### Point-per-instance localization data
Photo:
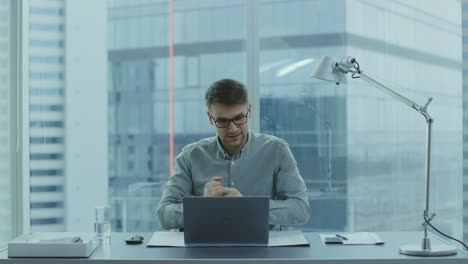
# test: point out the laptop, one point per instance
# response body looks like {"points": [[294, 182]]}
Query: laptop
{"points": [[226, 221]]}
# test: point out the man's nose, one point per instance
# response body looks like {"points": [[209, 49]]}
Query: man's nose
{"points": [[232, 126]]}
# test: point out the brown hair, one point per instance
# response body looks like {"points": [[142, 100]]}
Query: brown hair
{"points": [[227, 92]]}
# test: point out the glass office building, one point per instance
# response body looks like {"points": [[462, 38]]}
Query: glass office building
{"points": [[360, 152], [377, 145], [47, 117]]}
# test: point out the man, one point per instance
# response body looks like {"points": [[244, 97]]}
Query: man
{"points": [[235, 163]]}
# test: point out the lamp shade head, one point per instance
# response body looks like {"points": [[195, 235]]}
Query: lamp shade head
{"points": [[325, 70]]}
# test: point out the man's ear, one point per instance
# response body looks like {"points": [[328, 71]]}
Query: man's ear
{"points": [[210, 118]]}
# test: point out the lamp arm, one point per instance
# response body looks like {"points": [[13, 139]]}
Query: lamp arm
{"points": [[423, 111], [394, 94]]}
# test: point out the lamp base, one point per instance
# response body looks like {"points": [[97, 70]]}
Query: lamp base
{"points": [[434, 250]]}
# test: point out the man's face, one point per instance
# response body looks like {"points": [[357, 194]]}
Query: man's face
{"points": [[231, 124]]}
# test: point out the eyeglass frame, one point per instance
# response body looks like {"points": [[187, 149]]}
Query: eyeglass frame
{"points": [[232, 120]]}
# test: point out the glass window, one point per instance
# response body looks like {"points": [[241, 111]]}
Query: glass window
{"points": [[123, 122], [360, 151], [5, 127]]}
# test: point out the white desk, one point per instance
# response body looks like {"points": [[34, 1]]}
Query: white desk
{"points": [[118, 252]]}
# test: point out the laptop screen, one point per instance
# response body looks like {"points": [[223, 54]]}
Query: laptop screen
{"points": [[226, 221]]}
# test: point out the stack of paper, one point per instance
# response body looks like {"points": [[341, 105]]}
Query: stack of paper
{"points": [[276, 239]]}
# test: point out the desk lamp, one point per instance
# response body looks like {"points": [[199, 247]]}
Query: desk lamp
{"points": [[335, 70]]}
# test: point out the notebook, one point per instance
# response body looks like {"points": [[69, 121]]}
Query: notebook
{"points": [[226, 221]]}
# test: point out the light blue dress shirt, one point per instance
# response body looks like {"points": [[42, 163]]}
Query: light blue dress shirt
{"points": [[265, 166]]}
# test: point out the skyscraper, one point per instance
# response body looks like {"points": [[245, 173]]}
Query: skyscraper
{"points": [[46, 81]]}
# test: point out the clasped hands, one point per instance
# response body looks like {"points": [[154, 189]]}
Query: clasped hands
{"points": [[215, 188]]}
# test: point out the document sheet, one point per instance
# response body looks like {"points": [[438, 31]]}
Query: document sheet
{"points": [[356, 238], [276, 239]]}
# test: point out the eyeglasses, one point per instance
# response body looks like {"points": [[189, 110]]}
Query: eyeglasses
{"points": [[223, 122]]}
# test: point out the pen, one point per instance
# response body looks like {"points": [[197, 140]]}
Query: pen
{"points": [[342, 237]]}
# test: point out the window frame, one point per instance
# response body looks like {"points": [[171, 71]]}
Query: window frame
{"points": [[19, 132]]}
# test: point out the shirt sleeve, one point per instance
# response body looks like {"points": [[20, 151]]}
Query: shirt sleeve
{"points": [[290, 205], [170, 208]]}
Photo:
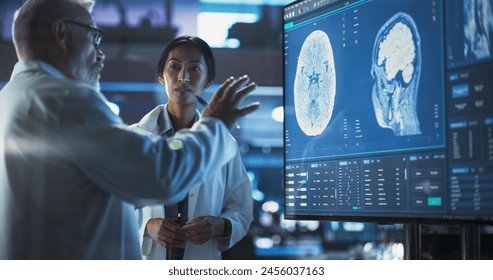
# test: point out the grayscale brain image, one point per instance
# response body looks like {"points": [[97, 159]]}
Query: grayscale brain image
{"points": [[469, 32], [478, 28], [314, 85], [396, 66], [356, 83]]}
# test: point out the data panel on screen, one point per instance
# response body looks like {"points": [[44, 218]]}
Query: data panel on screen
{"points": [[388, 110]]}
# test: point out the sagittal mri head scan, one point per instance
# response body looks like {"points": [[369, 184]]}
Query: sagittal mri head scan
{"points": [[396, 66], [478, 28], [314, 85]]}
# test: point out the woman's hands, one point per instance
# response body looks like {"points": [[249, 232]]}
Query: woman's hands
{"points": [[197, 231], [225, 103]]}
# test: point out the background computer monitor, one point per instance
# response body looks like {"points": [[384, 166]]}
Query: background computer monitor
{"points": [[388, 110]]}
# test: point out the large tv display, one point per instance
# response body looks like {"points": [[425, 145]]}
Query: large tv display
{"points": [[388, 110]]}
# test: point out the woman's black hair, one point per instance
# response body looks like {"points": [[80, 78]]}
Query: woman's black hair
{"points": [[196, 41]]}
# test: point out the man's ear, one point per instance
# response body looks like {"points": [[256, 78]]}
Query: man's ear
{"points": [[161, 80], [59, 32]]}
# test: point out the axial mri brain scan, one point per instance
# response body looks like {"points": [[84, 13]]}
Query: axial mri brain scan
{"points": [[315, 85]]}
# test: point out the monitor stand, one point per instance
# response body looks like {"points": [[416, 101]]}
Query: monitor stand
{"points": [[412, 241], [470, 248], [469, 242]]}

### Required work
Transcribe the records above exactly, beginning at the line that contains "Query: glass window" and ending with the line that contains "# test: point out the laptop screen, one", both included, and nothing else.

### Output
Query: glass window
{"points": [[123, 122], [360, 151], [5, 127]]}
# test: point out the white desk, one point per instance
# response body looks like {"points": [[34, 1]]}
Query: white desk
{"points": [[118, 252]]}
# test: point out the laptop screen, one point per instance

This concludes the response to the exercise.